### Testo proposto ###

Scandalo Mose, Baita scarica su Mazzacurati: "Era accecato dal potere"
VENEZIA. «Dovevamo andare fino in fondo e, invece che limitarci a mugugnare, avremmo dovuto contestare la sua leadership. Ho sbagliato anch’io, certo, per me era più difficile perché era come un secondo padre». Conclusa la seconda e ultima parte della sua lunga testimonianza davanti al Tribunale - che deve giudicare l’ex sindaco Giorgio Orsoni, l’ex europarlamentare Lia Sartori, l’ex ministro Altero Matteoli per la corruzione del Mose - Piergiorgio Baita parla ancora con i cronisti, fuori dell’aula, dove ha chiaramente spiegato che quello che è accaduto si deve soprattutto a Giovanni Mazzacurati. Sarebbero stati numerosi i punti d’attrito tra i rappresentanti delle grandi aziende socie e il Consorzio, in particolare il suo presidente.

###

» Consegna 1: Mostra tutte le righe dei record qui sotto in cui compare la stringa "line".

### Materiale di lavoro ###

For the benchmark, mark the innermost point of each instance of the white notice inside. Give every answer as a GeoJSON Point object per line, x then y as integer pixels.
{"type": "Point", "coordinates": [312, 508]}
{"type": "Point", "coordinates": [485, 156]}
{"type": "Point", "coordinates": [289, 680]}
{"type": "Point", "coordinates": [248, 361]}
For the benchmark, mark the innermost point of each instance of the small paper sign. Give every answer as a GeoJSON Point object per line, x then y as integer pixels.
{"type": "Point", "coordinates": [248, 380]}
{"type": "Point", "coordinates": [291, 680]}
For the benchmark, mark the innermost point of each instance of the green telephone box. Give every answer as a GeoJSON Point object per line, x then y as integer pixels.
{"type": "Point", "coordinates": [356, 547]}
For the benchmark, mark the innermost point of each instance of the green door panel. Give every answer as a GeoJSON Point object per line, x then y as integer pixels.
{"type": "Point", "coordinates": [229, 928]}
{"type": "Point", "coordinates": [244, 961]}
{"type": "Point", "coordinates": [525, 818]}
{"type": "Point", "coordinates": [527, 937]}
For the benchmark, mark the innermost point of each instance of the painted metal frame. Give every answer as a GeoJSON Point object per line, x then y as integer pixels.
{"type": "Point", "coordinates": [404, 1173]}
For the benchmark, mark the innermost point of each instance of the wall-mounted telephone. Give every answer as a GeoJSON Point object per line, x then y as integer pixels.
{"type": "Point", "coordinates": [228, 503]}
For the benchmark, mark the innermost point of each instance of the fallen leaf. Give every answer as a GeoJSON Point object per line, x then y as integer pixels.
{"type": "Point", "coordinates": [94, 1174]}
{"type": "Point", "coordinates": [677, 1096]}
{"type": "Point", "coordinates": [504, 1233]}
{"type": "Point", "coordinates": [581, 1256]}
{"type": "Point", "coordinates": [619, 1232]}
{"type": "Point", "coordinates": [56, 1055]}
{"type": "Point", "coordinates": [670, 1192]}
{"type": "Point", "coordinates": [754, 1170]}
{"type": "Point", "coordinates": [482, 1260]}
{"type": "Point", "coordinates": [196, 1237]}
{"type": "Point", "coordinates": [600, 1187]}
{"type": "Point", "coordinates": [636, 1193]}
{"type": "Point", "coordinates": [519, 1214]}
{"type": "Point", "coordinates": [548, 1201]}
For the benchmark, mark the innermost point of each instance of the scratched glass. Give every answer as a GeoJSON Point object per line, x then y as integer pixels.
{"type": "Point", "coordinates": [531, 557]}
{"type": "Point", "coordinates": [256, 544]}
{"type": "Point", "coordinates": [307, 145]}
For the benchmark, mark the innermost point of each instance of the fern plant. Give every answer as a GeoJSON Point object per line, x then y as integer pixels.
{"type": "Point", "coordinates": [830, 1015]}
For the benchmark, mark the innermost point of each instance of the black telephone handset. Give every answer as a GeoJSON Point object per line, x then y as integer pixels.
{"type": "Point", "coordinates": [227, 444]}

###

» Consegna 2: Secondo il testo proposto, chi deve giudicare il Tribunale per la corruzione del Mose?

» Risposta attesa 1:
For the benchmark, mark the innermost point of each instance of the white notice inside. Give every answer as a GeoJSON Point object per line, x then y as integer pixels.
For the benchmark, mark the innermost point of each instance of the small paper sign. Give every answer as a GeoJSON Point object per line, x then y as integer pixels.
For the benchmark, mark the innermost point of each instance of the green telephone box. Give every answer as a GeoJSON Point object per line, x then y as integer pixels.
For the benchmark, mark the innermost point of each instance of the green door panel. Give every answer as a GeoJSON Point object per line, x then y as integer pixels.
For the benchmark, mark the innermost point of each instance of the painted metal frame. Give every answer as a GeoJSON Point object per line, x then y as integer pixels.
For the benchmark, mark the innermost point of each instance of the wall-mounted telephone. Give every answer as a GeoJSON Point object per line, x then y as integer pixels.
For the benchmark, mark the innermost point of each instance of the fallen leaf. Give every answer as a GeoJSON Point object per line, x then y as integer pixels.
For the benchmark, mark the innermost point of each instance of the scratched glass. Give every answer as a GeoJSON Point object per line, x then y as integer pixels.
For the benchmark, mark the innermost point of each instance of the fern plant. Give every answer as a GeoJSON Point object per line, x then y as integer pixels.
For the benchmark, mark the innermost point of each instance of the black telephone handset. Give every answer as a GeoJSON Point object per line, x then y as integer pixels.

» Risposta attesa 2: L'ex sindaco Giorgio Orsoni, l'ex europarlamentare Lia Sartori e l'ex ministro Altero Matteoli.